[To do]
Copy out all of the entries exactly as they appear.

--- START ---

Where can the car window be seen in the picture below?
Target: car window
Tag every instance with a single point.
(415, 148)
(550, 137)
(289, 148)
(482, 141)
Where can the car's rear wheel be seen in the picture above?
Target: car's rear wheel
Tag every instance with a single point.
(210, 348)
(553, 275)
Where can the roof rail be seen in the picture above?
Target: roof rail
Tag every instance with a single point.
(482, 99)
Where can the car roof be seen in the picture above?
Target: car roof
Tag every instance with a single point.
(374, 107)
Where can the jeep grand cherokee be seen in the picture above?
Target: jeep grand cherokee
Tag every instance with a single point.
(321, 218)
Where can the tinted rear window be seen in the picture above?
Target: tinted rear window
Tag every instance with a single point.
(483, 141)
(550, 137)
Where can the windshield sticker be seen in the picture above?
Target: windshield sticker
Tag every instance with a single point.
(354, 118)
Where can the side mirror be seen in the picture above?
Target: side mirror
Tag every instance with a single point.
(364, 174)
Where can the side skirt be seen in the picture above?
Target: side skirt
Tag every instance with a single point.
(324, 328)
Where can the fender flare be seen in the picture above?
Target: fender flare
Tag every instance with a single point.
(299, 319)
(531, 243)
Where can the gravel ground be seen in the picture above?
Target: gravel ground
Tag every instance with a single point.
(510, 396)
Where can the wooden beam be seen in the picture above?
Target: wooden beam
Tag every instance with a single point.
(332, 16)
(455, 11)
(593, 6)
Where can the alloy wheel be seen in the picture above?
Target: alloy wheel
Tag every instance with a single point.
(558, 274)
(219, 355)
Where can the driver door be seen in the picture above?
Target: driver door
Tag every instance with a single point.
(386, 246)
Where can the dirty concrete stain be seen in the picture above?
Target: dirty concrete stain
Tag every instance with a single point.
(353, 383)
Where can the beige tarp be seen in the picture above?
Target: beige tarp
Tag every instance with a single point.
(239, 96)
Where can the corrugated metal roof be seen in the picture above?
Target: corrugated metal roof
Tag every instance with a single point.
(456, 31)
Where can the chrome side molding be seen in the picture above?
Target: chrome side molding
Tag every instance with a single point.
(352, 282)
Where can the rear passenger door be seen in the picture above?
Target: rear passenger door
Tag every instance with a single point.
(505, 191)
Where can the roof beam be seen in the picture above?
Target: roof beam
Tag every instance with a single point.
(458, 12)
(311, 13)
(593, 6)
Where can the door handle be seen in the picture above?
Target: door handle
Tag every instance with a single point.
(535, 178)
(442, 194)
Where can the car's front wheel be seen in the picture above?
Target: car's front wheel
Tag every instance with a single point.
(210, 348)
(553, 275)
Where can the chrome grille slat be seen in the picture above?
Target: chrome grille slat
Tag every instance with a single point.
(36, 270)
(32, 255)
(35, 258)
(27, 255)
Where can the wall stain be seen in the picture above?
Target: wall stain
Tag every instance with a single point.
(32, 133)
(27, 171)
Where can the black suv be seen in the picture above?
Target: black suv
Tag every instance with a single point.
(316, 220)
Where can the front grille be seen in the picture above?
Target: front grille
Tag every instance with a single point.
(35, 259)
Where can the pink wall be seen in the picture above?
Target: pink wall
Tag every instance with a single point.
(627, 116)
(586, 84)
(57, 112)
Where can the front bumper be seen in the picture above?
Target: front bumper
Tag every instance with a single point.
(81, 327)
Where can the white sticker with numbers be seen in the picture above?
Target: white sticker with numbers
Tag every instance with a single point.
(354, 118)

--- END ---

[Response box]
Where can the car window be seen in the picture below?
Target: car window
Tag every instance with a single point.
(415, 148)
(550, 137)
(289, 148)
(482, 141)
Where can the car's rear wheel be seen in the picture above?
Target: car's rear wheel
Tag every instance with a single point.
(210, 348)
(553, 275)
Where can the roof rail be seen in the picture above?
Target: roof rail
Tag every instance with a single point.
(482, 99)
Where can the car roof be seen in the picture above?
Target: car roof
Tag every instance with a single point.
(374, 107)
Where can the jeep grand cherokee be seen in the picture above?
Target: jeep grand cherokee
Tag every instance with a single point.
(321, 218)
Where can the tinted rear window be seen in the picture above?
Target: tinted rear window
Tag every instance with a single point.
(483, 141)
(550, 137)
Where can the windshield sticker be seen in the picture above?
Target: windshield sticker
Tag every instance with a single point.
(354, 118)
Where can the side mirror be seen in the picture above?
Target: side mirror
Tag every instance with a single point.
(364, 174)
Where can the side skirt be seen in the picture above?
Target: side skirt
Tag every instance with a single point.
(324, 328)
Where can the fender flare be seen in the picture above?
Target: fender flare
Tag every instance with a single point.
(299, 319)
(531, 243)
Where can the gravel ground be seen in the picture above?
Target: gravel ground
Tag every instance with a single point.
(510, 396)
Where can the wooden beam be seen in the picture above?
Target: wooden beam
Tag every instance with a single point.
(332, 16)
(455, 11)
(593, 6)
Where can the alloy wheel be seen in the picture above?
Target: alloy wheel
Tag every instance with a single point.
(558, 274)
(219, 355)
Where can the driver door be seen in the picture above?
Target: driver door
Tag every instance with a single point.
(386, 246)
Where can the dirty concrete stain be seen in the picture above?
Target: dirty concrete stain
Tag every instance with a single point.
(353, 383)
Where can the beige tarp be seen in the picture above?
Target: beige tarp
Tag every instance with a single point.
(239, 96)
Where can the corrugated metal roof be seen in the picture above?
Target: corrugated metal roof
Tag every instance with a single point.
(456, 31)
Where can the chrome side molding be seen in the picture above?
Target: chrome side molding
Tag every instance with a single point.
(352, 282)
Where can the rear passenger door be seen in the picture above?
Target: rear passenger door
Tag every instance with a single point.
(505, 191)
Where can the roof beam be seen in the picture above?
Target: roof beam
Tag every instance with a single point.
(458, 12)
(311, 13)
(593, 6)
Where can the door handle be seen in the picture above?
Target: door handle
Tag every instance with a single point.
(535, 178)
(442, 194)
Where can the car's front wheel be seen in the picture above?
Target: car's front wheel
Tag every instance with a single point.
(210, 348)
(553, 275)
Where can the chrome grille slat be seen in the picture above?
Target: chrome grille slat
Tag every instance with a single point.
(36, 270)
(32, 255)
(35, 258)
(27, 255)
Where can the wall stain be seen in the picture above?
Target: wall stain
Tag every instance with a single point.
(32, 133)
(27, 171)
Where can the black suv be seen in the picture above?
Target: black suv
Tag every instance with a single point.
(316, 220)
Where can the front grille be seen in the picture above?
Target: front grille
Tag every instance with a single point.
(35, 259)
Where can the pink wall be seen in the picture above?
Target: pink wall
Tag every instance with a single point.
(627, 116)
(586, 84)
(57, 112)
Where can the front bumper be seen in the picture above?
Target: front bumper
Tag every instance with a single point.
(81, 327)
Where can the white sticker with numbers be seen in the picture above?
Target: white sticker with numbers
Tag every instance with a single point.
(354, 118)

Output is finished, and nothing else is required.